## Exercise brief
Convert every line of the material below into a Markdown table with one row per line, using the columns "Row" for the line's number and "Line" for its text. Skip any blank lines.

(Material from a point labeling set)
-- -- --

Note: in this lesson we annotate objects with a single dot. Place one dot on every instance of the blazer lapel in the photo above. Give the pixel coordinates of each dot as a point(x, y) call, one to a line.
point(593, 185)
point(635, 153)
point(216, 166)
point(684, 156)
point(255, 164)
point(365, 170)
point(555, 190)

-- -- --

## Expected answer
| Row | Line |
|---|---|
| 1 | Note: in this lesson we annotate objects with a single dot. Place one dot on every instance of the blazer lapel in the photo above. Give the pixel coordinates of each dot as a point(x, y) call, one to a line. |
| 2 | point(593, 185) |
| 3 | point(635, 153) |
| 4 | point(216, 166) |
| 5 | point(684, 156) |
| 6 | point(255, 164) |
| 7 | point(365, 170) |
| 8 | point(555, 190) |